• [PROVIDED TEXT]:
┌──
This study identified that the main drug-related problem of this kind of patient was to use a lower dose or treatment regimen than was needed, and it is important, therefore, to stress the importance of taking all the prescribed medication correctly, not just the ART, and to inform patients of the objectives of concomitant medication. The high prevalence of comorbidities associated with cardiovascular risk and ineffective pharmacological control are the main risk factors for CVD. ²³ The study by Neto et al ²⁴ demonstrated that a pharmaceutical care program gives better clinical measurements and reduced cardiovascular risk scores in elderly diabetic and hypertensive non-HIV patients over a 36-month period.

Various studies have shown the importance and possible consequences of inflammation associated with HIV infection in atherogenesis and suggest that certain biological markers of inflammation, endothelial activation, and thrombosis may be useful for assessing risk and predicting preclinical atherosclerosis. ⁸ However, because these factors were not available in all participating studies, it was not possible to incorporate them into the analysis.

Our study has certain limitations, including those related to the individualization of interventions. Text messages sent to patients were not individualized, and the same information was sent to all patients regardless of other characteristics and their evolution. Also, given the characteristics of the study design, it was not possible to correlate the improved results in the main variable with patient survival, for which a longer follow-up period would be necessary.

Certain problems with recruitment prevented us from obtaining a large sample size. Therefore, this study should be taken as a proof of concept. A study with a larger sample size is necessary to extrapolate these results. Although other studies used other cardiovascular risk assessment indexes, such as SCORE and REGICOR, our study considered the Framingham score exclusively. This tool was used universally to assess the follow-up of all patients participating in the study. It is important to recognize, however, that none of the risk equations includes variables associated with HIV infection able to influence cardiovascular risk, such as degree of viral replication, proinflammatory status, and associated immune activation.
└──
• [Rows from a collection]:
┌──
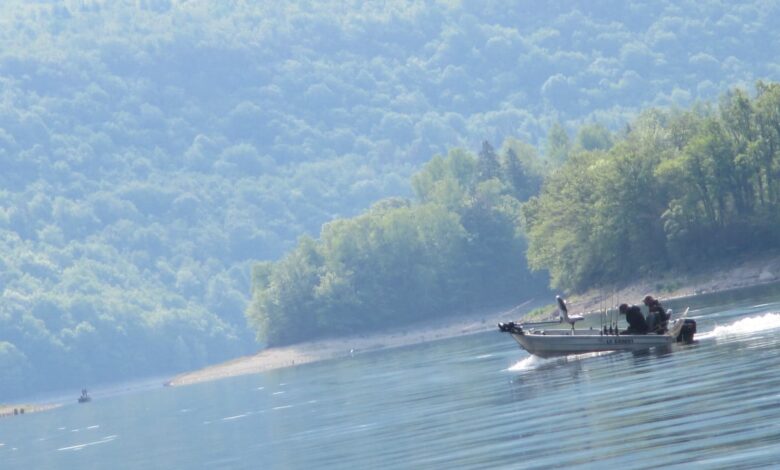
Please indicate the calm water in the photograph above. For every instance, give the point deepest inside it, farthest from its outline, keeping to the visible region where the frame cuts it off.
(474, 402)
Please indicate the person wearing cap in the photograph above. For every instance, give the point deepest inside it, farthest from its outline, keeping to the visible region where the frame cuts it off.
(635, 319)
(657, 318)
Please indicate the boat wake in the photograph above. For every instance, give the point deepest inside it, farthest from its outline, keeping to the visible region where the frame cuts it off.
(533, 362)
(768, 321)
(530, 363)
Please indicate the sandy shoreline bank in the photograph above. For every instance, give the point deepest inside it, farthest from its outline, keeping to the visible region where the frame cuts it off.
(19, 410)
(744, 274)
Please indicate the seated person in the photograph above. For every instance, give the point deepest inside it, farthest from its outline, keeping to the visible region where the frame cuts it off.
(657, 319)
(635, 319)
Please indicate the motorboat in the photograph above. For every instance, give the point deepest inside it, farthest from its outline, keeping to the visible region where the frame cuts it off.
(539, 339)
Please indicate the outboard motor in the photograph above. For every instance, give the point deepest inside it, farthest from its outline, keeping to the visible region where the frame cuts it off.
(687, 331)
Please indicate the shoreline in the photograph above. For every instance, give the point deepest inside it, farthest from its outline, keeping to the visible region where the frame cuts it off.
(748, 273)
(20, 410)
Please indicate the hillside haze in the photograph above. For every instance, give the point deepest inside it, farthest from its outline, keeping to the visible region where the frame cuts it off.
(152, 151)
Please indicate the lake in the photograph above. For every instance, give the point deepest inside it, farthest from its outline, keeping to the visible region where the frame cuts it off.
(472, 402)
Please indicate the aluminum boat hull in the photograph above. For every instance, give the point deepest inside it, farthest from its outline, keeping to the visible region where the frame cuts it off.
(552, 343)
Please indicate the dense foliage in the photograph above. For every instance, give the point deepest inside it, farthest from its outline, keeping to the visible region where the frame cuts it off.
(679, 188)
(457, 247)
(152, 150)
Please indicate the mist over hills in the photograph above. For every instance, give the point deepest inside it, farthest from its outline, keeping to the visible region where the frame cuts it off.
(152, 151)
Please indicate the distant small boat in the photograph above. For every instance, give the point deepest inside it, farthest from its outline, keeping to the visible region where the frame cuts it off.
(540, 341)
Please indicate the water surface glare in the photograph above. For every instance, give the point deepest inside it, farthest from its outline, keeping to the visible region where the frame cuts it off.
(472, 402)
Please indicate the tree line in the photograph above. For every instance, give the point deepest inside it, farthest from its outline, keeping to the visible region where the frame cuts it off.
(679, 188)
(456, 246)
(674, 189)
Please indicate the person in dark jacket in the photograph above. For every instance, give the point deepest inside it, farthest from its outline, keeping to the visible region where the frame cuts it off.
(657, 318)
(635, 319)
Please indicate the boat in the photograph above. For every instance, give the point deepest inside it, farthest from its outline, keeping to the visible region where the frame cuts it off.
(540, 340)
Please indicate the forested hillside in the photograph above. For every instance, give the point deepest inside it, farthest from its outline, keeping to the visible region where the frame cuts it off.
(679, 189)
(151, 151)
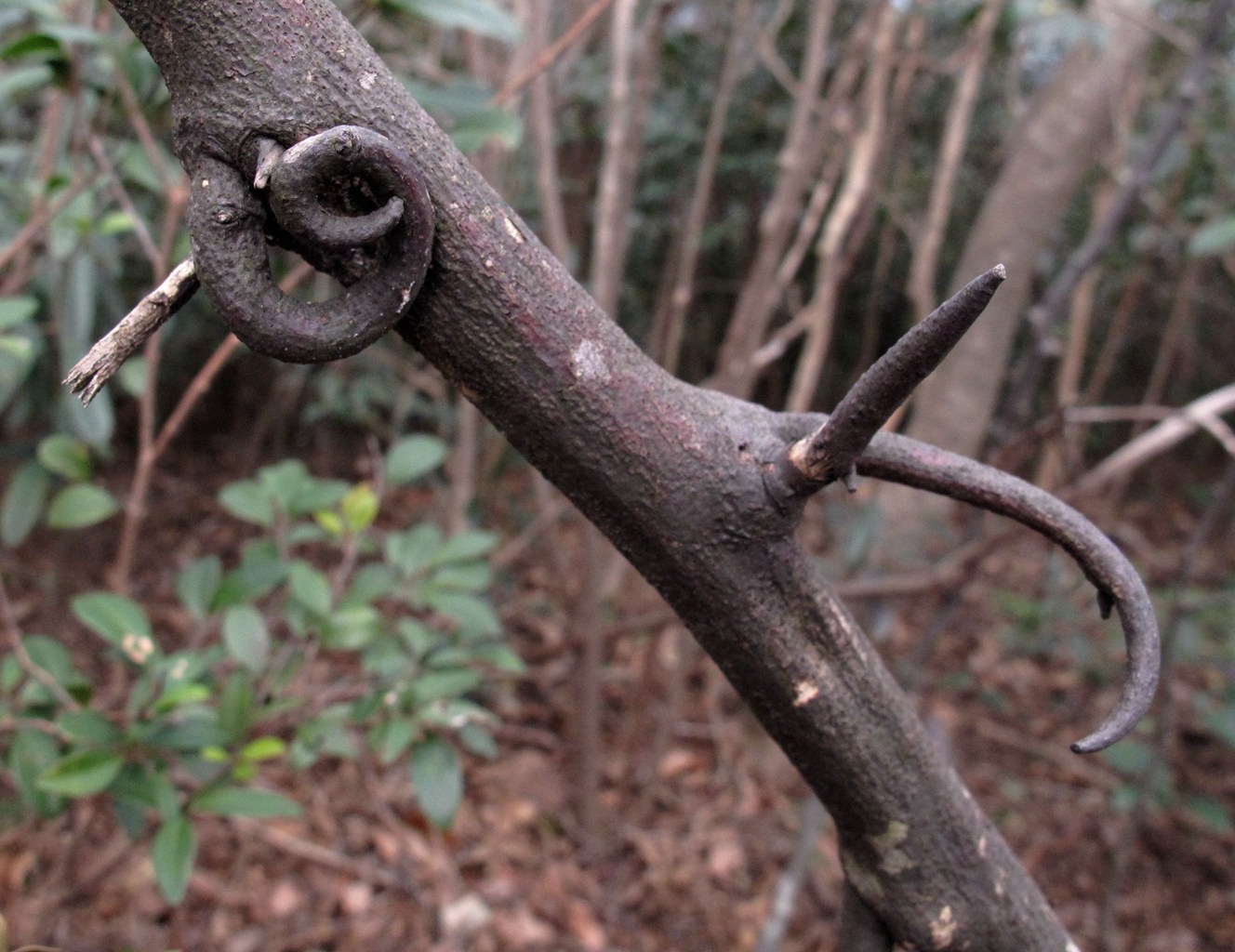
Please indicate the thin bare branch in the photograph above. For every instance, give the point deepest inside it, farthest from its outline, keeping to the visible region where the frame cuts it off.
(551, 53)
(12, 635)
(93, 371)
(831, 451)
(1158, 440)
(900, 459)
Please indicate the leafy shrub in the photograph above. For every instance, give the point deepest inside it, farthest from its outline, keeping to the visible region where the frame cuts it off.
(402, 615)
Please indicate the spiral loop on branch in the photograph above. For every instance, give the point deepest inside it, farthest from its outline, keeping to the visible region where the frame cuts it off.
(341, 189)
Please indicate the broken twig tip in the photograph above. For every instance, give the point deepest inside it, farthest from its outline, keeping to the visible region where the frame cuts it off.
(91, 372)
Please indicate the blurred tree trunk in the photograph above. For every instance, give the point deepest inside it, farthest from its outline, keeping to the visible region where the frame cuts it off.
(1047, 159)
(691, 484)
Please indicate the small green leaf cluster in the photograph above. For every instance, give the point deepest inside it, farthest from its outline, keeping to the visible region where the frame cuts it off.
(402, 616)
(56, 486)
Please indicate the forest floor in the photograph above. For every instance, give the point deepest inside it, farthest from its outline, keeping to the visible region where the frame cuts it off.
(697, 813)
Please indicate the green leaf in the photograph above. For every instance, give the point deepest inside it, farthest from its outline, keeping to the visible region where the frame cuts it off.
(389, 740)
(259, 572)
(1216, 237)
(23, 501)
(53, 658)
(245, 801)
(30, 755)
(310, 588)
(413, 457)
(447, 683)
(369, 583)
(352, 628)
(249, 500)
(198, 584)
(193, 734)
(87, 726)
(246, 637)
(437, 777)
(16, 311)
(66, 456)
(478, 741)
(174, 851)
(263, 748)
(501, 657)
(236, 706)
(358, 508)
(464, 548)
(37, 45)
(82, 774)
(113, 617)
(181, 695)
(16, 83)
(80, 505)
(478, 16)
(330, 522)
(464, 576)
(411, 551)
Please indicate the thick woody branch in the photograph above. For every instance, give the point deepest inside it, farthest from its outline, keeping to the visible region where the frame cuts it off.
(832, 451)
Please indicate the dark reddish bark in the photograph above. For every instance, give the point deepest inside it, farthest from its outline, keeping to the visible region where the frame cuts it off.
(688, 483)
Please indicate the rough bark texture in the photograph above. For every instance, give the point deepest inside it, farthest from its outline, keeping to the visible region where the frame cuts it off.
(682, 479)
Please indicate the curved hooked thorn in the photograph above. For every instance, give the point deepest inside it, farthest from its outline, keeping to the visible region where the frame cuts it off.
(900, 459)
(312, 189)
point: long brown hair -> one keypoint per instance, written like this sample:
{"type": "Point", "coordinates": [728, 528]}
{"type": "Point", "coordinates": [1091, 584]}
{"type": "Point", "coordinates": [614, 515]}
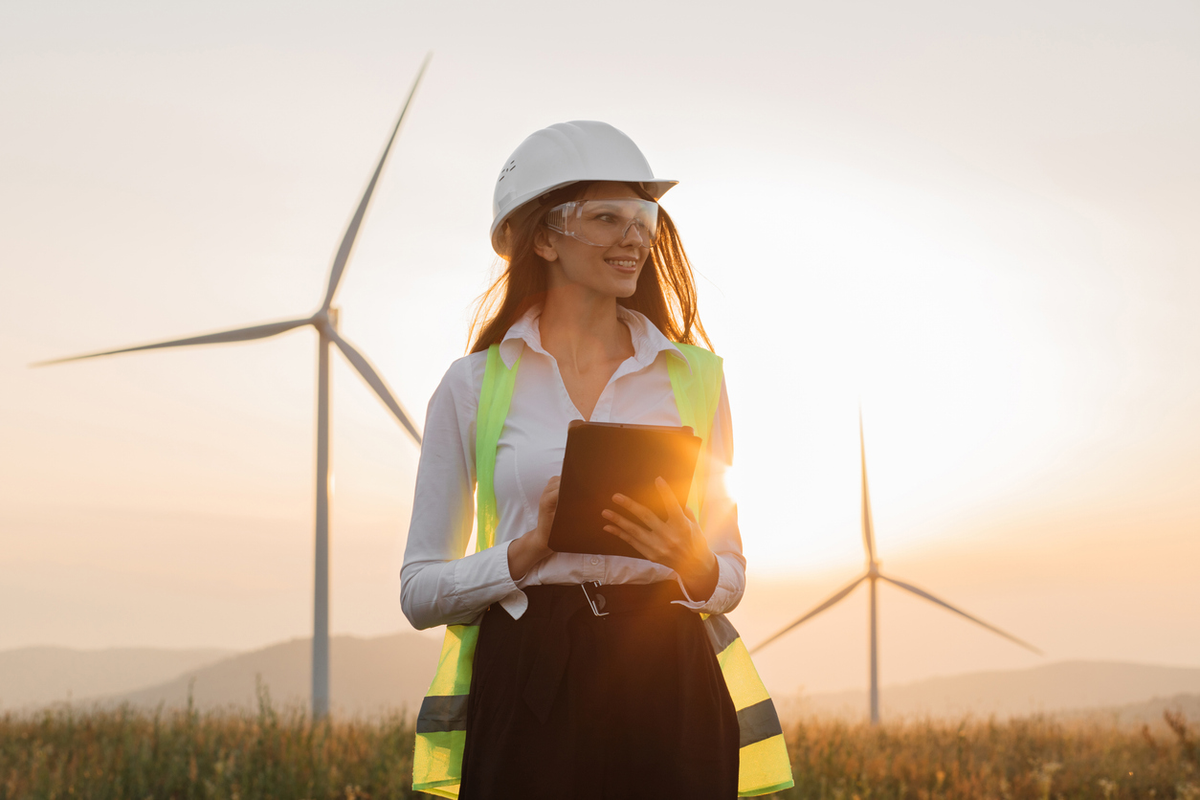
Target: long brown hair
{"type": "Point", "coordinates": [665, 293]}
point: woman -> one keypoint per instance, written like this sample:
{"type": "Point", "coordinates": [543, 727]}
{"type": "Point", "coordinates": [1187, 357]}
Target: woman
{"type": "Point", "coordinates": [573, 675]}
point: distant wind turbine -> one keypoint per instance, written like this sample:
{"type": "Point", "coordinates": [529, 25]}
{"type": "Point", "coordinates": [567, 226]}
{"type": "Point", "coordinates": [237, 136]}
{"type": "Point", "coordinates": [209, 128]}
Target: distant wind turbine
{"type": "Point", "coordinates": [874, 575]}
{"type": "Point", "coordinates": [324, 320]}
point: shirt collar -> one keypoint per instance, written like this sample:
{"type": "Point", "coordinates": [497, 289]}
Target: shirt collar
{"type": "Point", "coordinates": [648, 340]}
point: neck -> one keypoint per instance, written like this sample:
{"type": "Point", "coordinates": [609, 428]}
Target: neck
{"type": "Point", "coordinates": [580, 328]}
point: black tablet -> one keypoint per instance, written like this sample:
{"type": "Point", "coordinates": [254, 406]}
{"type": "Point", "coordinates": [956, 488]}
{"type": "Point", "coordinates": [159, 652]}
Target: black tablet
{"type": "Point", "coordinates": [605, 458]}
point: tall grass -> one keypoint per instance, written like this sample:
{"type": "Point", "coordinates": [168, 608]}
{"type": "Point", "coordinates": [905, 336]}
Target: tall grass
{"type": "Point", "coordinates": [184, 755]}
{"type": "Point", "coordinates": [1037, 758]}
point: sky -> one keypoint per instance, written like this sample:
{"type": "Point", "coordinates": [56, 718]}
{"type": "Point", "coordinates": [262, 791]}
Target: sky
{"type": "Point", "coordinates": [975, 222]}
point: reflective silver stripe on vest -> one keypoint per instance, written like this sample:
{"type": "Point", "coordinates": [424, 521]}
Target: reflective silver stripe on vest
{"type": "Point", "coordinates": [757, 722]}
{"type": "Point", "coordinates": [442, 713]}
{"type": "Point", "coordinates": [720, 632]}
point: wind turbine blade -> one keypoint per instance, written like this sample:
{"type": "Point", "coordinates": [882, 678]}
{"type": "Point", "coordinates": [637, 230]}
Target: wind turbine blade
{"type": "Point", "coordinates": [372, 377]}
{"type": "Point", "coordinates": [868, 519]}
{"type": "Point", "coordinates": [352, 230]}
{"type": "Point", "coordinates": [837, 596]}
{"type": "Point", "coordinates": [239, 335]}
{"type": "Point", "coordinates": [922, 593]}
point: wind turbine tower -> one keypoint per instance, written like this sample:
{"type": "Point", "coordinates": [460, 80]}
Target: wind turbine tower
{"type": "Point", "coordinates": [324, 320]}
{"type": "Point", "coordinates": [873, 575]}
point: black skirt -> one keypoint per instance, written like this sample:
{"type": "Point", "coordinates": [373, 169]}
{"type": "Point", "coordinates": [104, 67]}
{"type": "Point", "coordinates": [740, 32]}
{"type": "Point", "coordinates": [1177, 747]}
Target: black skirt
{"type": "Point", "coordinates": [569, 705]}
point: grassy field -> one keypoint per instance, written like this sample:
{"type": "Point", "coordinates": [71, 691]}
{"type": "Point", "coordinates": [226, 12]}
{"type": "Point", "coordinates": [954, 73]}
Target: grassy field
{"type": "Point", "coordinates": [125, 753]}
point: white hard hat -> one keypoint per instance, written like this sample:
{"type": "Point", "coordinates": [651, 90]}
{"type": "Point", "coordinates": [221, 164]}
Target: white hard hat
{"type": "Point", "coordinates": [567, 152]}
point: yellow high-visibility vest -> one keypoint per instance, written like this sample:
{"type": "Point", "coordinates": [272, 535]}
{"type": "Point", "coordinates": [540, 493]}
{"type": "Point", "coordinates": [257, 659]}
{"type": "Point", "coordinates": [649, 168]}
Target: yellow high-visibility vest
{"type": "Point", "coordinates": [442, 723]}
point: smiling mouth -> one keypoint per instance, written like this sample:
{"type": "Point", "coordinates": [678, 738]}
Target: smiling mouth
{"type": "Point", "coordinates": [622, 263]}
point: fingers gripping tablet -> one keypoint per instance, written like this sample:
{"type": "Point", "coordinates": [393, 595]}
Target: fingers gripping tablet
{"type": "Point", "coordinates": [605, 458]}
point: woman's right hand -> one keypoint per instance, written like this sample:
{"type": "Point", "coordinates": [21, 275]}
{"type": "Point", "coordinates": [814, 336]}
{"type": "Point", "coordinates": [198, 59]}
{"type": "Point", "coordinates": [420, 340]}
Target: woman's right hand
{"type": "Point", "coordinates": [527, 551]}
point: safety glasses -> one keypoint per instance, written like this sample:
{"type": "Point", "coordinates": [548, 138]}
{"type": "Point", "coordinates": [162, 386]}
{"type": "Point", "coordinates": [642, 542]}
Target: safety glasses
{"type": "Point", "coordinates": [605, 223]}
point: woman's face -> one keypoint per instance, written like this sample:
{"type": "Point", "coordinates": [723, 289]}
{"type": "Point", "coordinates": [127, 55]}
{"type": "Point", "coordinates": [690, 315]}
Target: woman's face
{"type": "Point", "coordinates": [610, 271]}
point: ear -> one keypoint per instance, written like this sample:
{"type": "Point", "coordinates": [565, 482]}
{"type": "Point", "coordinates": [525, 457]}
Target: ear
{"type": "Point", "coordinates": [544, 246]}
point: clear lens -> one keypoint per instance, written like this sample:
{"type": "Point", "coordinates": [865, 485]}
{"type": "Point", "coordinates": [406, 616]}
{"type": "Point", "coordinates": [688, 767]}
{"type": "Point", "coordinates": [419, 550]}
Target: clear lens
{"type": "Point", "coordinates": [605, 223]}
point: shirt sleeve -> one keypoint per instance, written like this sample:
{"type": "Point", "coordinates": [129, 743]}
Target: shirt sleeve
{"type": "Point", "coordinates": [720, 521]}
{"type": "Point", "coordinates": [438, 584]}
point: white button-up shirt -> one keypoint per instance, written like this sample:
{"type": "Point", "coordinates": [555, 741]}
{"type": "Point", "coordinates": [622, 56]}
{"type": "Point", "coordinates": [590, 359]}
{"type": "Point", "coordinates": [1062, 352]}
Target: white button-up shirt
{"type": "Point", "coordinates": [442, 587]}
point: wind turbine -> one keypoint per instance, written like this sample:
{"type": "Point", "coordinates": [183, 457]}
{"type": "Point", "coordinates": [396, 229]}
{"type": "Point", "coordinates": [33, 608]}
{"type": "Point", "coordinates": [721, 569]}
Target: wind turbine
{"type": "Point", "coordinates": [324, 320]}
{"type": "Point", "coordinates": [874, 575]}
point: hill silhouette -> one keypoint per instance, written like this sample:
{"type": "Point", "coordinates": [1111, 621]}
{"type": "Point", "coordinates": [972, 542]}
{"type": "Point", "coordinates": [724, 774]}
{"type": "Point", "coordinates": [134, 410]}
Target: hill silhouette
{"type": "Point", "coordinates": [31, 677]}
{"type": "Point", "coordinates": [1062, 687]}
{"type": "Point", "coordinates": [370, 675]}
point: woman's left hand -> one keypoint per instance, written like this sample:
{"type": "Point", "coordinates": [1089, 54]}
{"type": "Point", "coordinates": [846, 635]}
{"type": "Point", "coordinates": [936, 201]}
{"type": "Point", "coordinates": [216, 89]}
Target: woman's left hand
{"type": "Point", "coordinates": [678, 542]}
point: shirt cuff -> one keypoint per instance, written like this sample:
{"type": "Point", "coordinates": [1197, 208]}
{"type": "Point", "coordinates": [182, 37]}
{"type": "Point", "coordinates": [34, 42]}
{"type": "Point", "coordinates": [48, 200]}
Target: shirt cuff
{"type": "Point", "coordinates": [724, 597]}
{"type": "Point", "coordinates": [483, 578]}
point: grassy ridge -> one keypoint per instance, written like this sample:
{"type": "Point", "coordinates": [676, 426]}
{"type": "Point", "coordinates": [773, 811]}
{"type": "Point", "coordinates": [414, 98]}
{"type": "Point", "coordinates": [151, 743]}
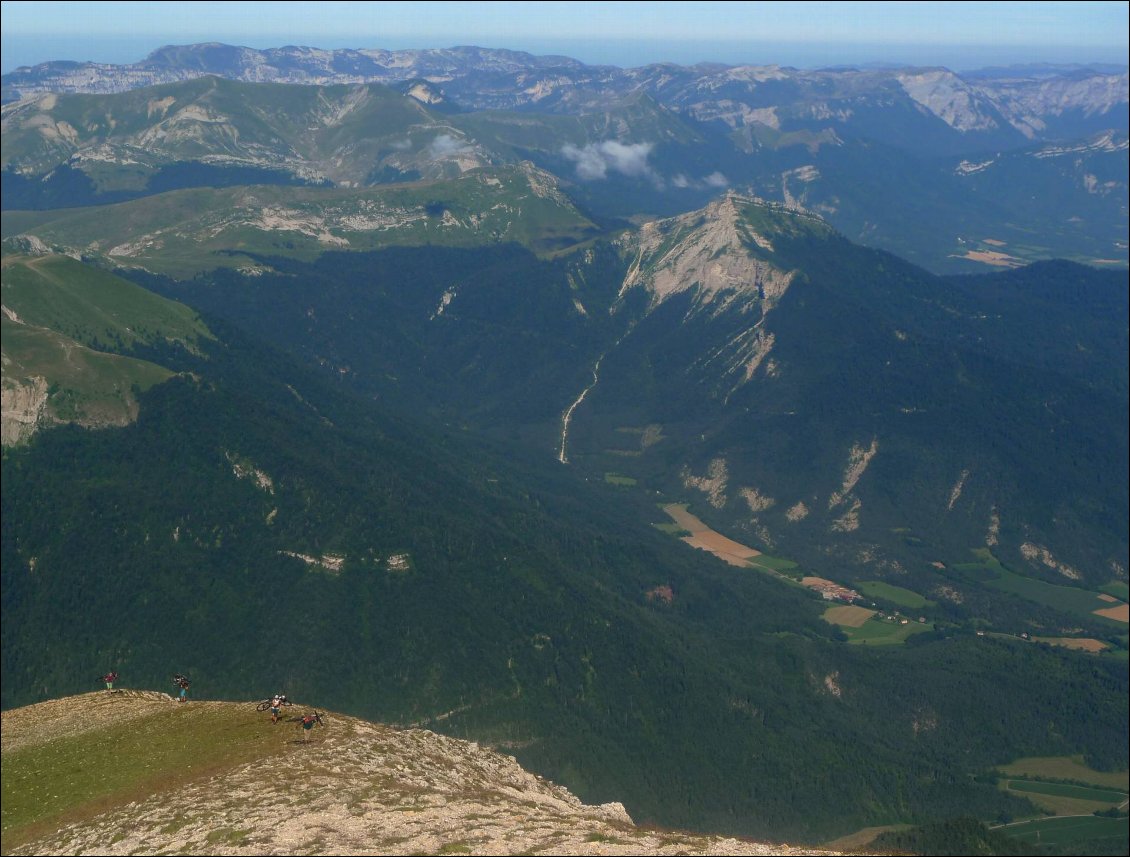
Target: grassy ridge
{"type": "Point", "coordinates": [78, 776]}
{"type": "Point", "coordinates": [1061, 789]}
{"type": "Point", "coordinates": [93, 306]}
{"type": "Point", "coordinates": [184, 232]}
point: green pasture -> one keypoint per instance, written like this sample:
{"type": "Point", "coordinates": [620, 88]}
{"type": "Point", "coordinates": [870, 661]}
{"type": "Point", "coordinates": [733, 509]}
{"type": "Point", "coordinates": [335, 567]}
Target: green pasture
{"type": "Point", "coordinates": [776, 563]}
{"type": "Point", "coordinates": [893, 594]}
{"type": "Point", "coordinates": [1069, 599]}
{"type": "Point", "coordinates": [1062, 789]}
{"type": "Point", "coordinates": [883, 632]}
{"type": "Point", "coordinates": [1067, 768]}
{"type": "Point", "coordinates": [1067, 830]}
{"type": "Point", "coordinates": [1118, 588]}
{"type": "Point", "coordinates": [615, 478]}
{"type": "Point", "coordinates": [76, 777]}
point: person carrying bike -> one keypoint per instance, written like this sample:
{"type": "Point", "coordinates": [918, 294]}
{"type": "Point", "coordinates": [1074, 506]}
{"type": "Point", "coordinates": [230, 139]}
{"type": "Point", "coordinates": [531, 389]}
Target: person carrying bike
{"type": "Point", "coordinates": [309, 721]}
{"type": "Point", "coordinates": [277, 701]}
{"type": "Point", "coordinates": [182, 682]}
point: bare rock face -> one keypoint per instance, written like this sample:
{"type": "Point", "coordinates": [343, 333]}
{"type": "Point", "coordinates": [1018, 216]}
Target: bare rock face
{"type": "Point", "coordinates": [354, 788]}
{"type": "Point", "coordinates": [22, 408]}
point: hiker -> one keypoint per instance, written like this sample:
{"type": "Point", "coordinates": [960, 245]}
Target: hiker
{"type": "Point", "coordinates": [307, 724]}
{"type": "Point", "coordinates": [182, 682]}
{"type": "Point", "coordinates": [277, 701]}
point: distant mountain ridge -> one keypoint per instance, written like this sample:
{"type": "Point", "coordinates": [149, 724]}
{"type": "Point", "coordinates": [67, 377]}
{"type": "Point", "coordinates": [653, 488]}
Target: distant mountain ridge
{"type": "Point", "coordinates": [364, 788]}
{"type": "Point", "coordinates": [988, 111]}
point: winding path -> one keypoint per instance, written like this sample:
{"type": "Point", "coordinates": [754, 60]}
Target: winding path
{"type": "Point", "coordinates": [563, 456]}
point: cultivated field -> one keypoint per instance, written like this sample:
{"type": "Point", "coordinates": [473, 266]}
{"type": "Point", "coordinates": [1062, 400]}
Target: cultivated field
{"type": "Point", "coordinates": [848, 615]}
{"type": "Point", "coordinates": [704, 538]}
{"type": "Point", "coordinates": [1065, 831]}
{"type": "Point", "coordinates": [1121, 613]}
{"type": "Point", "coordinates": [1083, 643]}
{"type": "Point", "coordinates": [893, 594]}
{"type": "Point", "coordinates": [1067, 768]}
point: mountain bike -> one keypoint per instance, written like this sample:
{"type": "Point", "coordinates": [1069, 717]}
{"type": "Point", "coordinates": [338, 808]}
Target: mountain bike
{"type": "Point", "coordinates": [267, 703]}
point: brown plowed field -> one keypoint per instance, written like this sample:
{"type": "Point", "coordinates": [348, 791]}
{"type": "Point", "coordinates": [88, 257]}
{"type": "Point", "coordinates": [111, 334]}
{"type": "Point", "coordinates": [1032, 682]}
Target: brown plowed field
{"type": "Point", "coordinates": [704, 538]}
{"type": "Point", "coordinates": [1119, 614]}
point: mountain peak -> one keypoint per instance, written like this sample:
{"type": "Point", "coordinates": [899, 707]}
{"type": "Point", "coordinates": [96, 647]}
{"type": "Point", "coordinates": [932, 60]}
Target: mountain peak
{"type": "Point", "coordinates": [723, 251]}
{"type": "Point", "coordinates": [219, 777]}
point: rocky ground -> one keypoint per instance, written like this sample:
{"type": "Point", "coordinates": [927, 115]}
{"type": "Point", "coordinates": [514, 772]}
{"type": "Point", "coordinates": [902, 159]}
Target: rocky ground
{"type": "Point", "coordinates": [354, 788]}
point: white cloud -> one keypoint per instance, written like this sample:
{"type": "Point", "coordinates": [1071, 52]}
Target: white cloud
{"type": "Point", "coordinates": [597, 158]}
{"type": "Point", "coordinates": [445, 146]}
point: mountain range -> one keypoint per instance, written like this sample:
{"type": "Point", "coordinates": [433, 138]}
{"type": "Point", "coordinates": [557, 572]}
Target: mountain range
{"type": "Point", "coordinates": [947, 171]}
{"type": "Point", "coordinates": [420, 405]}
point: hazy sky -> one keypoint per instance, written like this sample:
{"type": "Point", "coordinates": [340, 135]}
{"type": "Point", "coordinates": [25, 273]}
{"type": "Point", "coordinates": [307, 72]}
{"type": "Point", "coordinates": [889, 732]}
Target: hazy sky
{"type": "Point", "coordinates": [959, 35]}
└──
• [DIRECTIONS]:
- A) Retype the part of the passage on cardiovascular risk in HIV patients starting at "Our study has" and ending at "would be necessary.".
- B) List every cardiovascular risk assessment index named in the passage on cardiovascular risk in HIV patients.
- C) Go on with the passage on cardiovascular risk in HIV patients from where it stops.
These rows were taken from a different source than the text.

• [ANSWERS PROVIDED]:
- A)
Our study has certain limitations, including those related to the individualization of interventions. Text messages sent to patients were not individualized, and the same information was sent to all patients regardless of other characteristics and their evolution. Also, given the characteristics of the study design, it was not possible to correlate the improved results in the main variable with patient survival, for which a longer follow-up period would be necessary.

- B)
SCORE
REGICOR
Framingham score

- C)
Taking the positive results into account, subsequent studies will enable us to determine whether individualized risk assessment and the use of new information and communication technologies as well as learning and knowledge technologies based on visual information and sharing of emotions between individuals in the same clinical situation will improve the health outcomes of patients of this type.

Conclusion and Relevance

In conclusion, the pharmaceutical care model presented in this study could improve the health outcomes of HIV-infected patients at greater risk of CVD and should therefore become standard in follow-up care.

HIV patients are aging and, thus, have several comorbidities. However, for many reasons, clinical practice does not usually include the evaluation of all CVRFs and intervenes in those that can be modified. It is necessary to define new models of pharmaceutical care approaching this aspect always from a multidisciplinary perspective. In conclusion, the pharmaceutical care model presented in this study, led by the hospital pharmacist, based on the stratification of patients according to their needs, in accordance with their pharmacotherapeutic objectives, and supported by motivational interviews and follow-up using the new technological tools available, might lead to improved health outcomes in HIV+ patients at greater cardiovascular risk.